↓↓↓

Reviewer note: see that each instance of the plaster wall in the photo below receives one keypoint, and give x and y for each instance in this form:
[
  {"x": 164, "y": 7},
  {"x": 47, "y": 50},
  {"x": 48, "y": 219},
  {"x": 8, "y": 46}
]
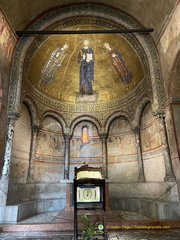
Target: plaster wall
[
  {"x": 49, "y": 159},
  {"x": 173, "y": 136},
  {"x": 21, "y": 147},
  {"x": 7, "y": 42},
  {"x": 89, "y": 152},
  {"x": 122, "y": 153},
  {"x": 168, "y": 46},
  {"x": 151, "y": 145}
]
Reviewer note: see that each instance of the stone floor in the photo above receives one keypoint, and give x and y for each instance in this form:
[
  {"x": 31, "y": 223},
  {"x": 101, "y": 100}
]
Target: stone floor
[
  {"x": 123, "y": 232},
  {"x": 120, "y": 235}
]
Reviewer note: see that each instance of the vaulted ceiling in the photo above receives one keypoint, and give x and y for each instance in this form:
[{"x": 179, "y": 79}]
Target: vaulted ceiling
[{"x": 150, "y": 13}]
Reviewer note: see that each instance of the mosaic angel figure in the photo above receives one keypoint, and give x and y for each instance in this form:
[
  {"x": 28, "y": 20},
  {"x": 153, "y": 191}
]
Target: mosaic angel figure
[
  {"x": 86, "y": 60},
  {"x": 50, "y": 67},
  {"x": 119, "y": 64}
]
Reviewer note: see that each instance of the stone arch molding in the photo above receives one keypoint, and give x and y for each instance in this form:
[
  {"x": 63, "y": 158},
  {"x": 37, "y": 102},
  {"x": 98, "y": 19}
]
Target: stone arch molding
[
  {"x": 86, "y": 118},
  {"x": 94, "y": 10},
  {"x": 137, "y": 118},
  {"x": 113, "y": 117},
  {"x": 56, "y": 116},
  {"x": 31, "y": 105}
]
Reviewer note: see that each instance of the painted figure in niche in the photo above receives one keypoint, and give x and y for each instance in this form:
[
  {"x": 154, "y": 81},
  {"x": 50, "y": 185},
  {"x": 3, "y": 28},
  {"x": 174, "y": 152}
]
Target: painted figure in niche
[
  {"x": 86, "y": 60},
  {"x": 1, "y": 25},
  {"x": 50, "y": 67},
  {"x": 119, "y": 64}
]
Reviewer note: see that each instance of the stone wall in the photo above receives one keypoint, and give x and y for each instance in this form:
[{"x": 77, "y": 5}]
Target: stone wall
[
  {"x": 122, "y": 153},
  {"x": 7, "y": 42},
  {"x": 89, "y": 151},
  {"x": 151, "y": 145},
  {"x": 21, "y": 147},
  {"x": 49, "y": 159}
]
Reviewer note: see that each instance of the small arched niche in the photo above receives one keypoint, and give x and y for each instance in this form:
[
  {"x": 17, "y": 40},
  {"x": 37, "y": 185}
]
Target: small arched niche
[{"x": 85, "y": 146}]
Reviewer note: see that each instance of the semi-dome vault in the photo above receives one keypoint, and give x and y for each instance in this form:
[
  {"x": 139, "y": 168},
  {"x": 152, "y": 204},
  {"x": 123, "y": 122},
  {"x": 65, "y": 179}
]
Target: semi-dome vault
[{"x": 125, "y": 66}]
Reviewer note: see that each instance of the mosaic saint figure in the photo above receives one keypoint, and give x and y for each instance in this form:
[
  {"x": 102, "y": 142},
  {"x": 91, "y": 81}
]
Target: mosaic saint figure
[
  {"x": 50, "y": 67},
  {"x": 119, "y": 64},
  {"x": 86, "y": 60}
]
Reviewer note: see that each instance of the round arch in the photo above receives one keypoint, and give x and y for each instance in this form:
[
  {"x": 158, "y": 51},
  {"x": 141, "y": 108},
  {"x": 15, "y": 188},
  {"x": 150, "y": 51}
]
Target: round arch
[
  {"x": 57, "y": 116},
  {"x": 86, "y": 118},
  {"x": 113, "y": 117},
  {"x": 137, "y": 118},
  {"x": 32, "y": 107},
  {"x": 146, "y": 44}
]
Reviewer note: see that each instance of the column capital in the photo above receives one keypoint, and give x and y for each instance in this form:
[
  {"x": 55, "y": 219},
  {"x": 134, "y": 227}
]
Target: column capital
[
  {"x": 35, "y": 128},
  {"x": 67, "y": 135},
  {"x": 136, "y": 129},
  {"x": 13, "y": 115},
  {"x": 103, "y": 135},
  {"x": 159, "y": 114}
]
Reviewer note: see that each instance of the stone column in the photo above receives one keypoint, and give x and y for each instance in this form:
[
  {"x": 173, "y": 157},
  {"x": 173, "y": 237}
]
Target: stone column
[
  {"x": 4, "y": 182},
  {"x": 34, "y": 135},
  {"x": 103, "y": 137},
  {"x": 67, "y": 138},
  {"x": 167, "y": 159},
  {"x": 136, "y": 131}
]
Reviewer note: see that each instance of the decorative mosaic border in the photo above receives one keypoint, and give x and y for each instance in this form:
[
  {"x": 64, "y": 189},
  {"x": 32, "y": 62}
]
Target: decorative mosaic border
[{"x": 49, "y": 20}]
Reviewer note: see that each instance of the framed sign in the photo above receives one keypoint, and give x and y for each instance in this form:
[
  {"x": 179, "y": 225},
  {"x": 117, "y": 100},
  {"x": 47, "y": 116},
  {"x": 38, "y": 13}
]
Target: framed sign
[{"x": 88, "y": 194}]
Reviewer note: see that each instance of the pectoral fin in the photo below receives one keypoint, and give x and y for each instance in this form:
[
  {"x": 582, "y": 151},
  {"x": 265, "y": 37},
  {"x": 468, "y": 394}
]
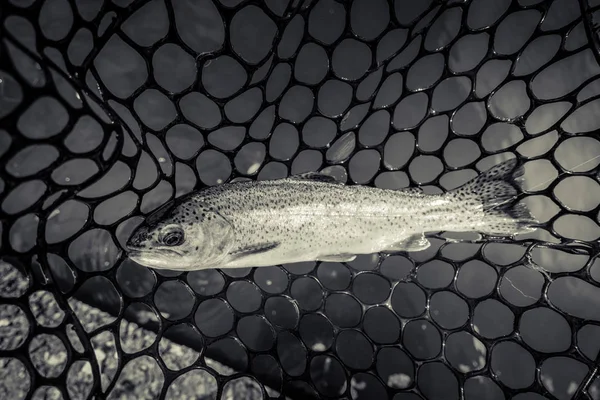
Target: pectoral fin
[
  {"x": 416, "y": 242},
  {"x": 254, "y": 249},
  {"x": 338, "y": 258}
]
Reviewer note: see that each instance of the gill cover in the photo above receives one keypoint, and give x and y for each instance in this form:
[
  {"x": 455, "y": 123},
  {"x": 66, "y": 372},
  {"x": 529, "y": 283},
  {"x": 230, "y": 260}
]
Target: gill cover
[{"x": 220, "y": 234}]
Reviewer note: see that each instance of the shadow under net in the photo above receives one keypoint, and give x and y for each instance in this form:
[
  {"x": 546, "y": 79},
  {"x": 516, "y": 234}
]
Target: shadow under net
[{"x": 109, "y": 109}]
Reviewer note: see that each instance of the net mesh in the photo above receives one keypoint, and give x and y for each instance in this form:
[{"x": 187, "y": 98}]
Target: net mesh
[{"x": 110, "y": 108}]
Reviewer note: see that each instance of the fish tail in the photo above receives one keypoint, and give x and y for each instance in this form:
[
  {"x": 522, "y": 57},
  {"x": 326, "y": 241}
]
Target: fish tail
[{"x": 493, "y": 194}]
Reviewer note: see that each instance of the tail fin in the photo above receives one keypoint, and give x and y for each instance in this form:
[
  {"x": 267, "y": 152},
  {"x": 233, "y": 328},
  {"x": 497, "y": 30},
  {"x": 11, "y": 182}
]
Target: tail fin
[{"x": 493, "y": 193}]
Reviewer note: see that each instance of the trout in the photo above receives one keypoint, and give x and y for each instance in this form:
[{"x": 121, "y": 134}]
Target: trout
[{"x": 313, "y": 217}]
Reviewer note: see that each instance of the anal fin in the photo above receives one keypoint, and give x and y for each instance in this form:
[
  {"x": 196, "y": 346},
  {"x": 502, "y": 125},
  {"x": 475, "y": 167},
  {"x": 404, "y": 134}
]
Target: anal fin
[
  {"x": 337, "y": 258},
  {"x": 416, "y": 242}
]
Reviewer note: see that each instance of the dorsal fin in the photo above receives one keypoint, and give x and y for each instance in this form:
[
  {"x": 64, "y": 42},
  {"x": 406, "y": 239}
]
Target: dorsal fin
[{"x": 315, "y": 176}]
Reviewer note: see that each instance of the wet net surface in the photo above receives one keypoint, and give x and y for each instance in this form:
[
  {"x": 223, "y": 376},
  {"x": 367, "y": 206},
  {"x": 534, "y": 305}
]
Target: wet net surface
[{"x": 109, "y": 109}]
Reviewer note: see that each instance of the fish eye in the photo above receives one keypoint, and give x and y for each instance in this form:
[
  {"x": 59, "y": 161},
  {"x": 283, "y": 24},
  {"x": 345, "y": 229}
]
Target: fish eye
[{"x": 173, "y": 238}]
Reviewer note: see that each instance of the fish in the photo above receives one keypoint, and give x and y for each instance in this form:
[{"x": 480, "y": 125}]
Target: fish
[{"x": 314, "y": 217}]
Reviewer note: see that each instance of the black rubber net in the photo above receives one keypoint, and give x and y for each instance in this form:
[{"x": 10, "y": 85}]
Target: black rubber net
[{"x": 109, "y": 108}]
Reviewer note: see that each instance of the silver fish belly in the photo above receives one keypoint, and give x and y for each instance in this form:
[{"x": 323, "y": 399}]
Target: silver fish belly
[{"x": 311, "y": 217}]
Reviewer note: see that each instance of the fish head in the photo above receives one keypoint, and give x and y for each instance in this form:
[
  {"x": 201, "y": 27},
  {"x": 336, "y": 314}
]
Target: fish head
[{"x": 188, "y": 235}]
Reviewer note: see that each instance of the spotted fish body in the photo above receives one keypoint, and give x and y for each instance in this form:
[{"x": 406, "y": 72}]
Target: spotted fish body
[{"x": 312, "y": 217}]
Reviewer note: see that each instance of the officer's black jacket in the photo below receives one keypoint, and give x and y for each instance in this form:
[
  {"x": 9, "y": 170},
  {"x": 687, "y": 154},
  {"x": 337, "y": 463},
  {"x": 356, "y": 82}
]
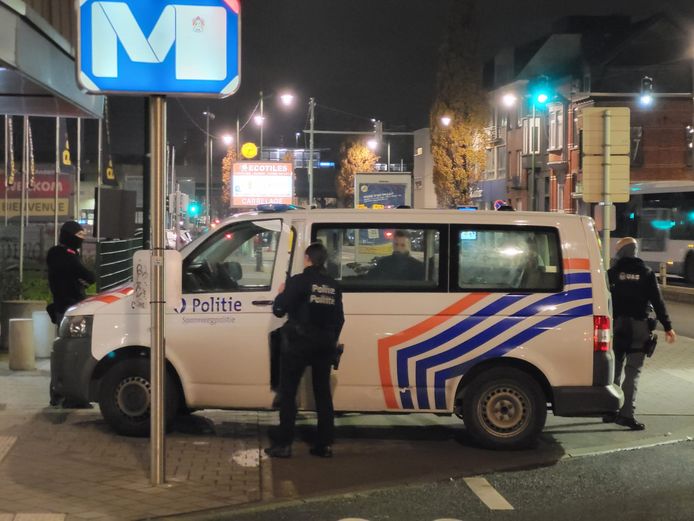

↑↑↑

→ WORK TASK: Read each line of the material, and wherever the word "below" turns up, copy that line.

→ RESPONSE TO THE TASK:
Reviewer note: see that each instance of the plaster wall in the photo below receives one keypoint, and give x and y for each instance in this form:
Reviewer note: see that each instance of the pectoral fin in the photo below receives one keypoint, and give x and y for each instance in this form:
Reviewer note: see that each instance of the officer's black jacket in the photo below receives one keypoint, and give x and y for each instance in this form:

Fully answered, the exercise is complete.